GIVEN INFORMATION:
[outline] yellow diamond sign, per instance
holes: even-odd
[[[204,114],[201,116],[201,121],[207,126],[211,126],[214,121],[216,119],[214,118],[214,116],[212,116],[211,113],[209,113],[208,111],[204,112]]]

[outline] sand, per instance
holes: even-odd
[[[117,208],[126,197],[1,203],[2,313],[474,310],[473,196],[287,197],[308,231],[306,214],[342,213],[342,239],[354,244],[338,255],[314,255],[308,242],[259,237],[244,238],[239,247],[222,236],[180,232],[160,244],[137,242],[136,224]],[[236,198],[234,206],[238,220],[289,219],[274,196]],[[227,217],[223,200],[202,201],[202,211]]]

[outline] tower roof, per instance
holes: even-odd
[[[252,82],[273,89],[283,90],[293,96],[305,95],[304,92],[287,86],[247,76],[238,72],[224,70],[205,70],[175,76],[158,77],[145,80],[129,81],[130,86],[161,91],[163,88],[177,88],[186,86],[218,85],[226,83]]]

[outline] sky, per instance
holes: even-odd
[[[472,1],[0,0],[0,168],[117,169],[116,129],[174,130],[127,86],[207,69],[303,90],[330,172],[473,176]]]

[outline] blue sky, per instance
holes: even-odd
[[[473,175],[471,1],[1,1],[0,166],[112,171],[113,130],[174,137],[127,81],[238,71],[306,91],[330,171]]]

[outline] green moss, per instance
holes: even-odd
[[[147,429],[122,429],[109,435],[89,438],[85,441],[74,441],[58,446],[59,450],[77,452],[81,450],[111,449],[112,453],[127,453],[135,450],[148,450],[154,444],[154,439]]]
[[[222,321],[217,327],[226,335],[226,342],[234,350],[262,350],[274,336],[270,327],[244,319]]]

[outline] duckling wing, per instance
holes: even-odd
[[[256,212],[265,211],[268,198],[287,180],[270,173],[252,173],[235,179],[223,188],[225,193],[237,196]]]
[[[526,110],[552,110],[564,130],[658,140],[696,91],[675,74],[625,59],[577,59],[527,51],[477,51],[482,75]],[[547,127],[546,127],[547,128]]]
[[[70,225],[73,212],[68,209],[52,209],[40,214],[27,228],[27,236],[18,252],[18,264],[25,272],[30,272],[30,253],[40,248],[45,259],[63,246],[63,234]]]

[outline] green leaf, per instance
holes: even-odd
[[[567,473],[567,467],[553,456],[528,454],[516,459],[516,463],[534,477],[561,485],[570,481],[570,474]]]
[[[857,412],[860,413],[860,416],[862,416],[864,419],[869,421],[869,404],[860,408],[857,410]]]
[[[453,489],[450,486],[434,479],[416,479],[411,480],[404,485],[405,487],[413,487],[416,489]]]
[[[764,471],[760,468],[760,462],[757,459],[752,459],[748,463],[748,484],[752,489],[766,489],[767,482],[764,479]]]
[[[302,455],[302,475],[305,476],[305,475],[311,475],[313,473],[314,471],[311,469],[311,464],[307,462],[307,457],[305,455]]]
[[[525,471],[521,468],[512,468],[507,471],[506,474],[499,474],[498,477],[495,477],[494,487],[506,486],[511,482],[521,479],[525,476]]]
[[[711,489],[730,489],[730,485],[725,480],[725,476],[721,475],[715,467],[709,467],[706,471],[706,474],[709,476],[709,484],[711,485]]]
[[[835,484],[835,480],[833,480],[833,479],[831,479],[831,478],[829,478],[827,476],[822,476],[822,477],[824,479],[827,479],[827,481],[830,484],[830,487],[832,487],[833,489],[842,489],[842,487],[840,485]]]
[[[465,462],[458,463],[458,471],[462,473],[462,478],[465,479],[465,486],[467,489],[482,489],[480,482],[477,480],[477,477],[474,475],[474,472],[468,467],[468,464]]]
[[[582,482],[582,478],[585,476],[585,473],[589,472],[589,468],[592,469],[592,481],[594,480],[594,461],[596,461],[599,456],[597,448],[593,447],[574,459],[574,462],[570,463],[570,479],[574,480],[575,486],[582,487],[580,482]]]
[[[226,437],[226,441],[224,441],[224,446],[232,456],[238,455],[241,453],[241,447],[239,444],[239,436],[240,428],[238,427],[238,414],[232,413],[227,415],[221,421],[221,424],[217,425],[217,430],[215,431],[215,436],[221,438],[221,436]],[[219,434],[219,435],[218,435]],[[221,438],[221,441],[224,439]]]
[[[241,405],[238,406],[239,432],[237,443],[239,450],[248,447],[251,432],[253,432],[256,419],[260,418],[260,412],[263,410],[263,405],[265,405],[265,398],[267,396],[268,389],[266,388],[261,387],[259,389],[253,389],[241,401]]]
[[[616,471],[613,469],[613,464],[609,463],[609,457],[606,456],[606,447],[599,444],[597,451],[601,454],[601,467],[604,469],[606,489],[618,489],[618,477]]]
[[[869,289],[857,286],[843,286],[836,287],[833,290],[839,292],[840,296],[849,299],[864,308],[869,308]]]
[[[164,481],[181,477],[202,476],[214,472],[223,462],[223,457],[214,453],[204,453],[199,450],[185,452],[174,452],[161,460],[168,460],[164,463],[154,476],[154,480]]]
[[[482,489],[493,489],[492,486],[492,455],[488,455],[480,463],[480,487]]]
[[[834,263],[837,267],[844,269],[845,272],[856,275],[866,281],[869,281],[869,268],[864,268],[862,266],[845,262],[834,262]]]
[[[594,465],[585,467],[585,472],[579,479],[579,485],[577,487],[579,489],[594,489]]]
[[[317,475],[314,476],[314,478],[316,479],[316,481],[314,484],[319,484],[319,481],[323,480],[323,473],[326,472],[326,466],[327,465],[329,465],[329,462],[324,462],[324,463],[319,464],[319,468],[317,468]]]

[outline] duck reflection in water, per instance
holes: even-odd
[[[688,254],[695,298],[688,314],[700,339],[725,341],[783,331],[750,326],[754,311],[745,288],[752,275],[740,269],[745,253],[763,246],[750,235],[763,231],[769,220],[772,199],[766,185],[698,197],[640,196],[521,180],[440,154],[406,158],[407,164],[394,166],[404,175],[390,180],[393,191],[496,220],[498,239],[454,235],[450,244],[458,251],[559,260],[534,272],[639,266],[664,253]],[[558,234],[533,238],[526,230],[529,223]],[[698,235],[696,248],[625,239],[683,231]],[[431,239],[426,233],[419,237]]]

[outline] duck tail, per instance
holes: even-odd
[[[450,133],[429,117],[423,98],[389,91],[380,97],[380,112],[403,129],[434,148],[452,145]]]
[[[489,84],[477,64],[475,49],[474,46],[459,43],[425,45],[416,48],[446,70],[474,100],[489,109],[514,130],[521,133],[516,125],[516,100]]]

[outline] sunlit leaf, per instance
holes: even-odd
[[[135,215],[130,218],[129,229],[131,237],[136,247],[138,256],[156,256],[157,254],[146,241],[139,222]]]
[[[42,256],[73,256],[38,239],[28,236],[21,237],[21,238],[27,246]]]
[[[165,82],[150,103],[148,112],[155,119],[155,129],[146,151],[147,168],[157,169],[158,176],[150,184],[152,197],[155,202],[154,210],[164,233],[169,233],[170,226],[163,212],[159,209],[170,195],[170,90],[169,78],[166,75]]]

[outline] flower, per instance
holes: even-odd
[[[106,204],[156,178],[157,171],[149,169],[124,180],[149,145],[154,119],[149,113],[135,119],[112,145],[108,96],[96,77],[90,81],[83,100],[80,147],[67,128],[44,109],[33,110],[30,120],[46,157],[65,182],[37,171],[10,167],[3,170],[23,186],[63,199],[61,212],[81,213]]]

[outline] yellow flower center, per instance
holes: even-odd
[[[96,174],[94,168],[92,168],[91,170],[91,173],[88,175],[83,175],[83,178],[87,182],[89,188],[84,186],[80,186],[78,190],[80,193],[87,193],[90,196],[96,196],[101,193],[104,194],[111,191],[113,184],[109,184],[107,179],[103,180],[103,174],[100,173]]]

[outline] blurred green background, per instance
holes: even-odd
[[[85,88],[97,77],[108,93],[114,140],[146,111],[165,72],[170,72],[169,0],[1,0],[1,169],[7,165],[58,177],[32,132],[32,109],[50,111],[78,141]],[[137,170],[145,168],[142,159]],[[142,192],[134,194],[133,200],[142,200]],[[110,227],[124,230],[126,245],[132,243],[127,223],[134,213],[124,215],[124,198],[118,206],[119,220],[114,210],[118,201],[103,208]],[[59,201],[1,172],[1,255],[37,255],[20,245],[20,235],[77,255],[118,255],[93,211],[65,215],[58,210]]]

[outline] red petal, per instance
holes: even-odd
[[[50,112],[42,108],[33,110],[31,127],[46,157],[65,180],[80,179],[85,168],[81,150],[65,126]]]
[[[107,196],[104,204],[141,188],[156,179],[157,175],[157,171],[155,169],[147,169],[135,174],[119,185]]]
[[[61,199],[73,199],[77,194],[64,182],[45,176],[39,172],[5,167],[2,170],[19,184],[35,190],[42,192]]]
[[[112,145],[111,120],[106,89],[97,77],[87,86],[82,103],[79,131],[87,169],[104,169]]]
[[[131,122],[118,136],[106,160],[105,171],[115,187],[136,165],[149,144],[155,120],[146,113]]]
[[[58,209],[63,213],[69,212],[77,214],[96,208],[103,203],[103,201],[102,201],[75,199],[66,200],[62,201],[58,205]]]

PROBLEM: Give again only the lines of the material above that run from the one with "[outline] blurred green" through the end, both included, exactly as they appear.

WRITTEN REPLY:
[outline] blurred green background, per instance
holes: even-odd
[[[85,88],[97,77],[108,93],[114,140],[146,111],[165,72],[170,72],[169,0],[1,0],[1,169],[7,165],[58,177],[32,132],[32,109],[50,111],[78,141]],[[137,170],[145,168],[142,159]],[[142,192],[134,194],[133,200],[142,200]],[[110,227],[124,230],[126,245],[132,243],[127,223],[134,213],[124,215],[124,198],[118,206],[119,220],[114,210],[118,201],[103,208]],[[59,201],[1,172],[1,255],[37,255],[20,245],[20,235],[77,255],[118,255],[93,211],[65,215],[58,210]]]

[outline] red petal, per instance
holes: even-odd
[[[50,112],[42,108],[33,110],[31,127],[46,157],[65,180],[80,179],[85,168],[81,150],[65,126]]]
[[[107,196],[104,204],[141,188],[156,179],[157,175],[157,171],[155,169],[147,169],[135,174],[119,185]]]
[[[61,199],[73,199],[77,194],[64,182],[45,176],[39,172],[5,167],[2,170],[19,184],[35,190],[42,192]]]
[[[112,145],[111,120],[106,89],[97,77],[87,86],[82,103],[79,131],[87,169],[104,169]]]
[[[131,122],[118,136],[106,160],[105,171],[115,187],[136,165],[149,144],[155,120],[146,113]]]
[[[58,209],[63,213],[69,212],[77,214],[96,208],[103,203],[103,201],[102,201],[75,199],[66,200],[62,201],[58,205]]]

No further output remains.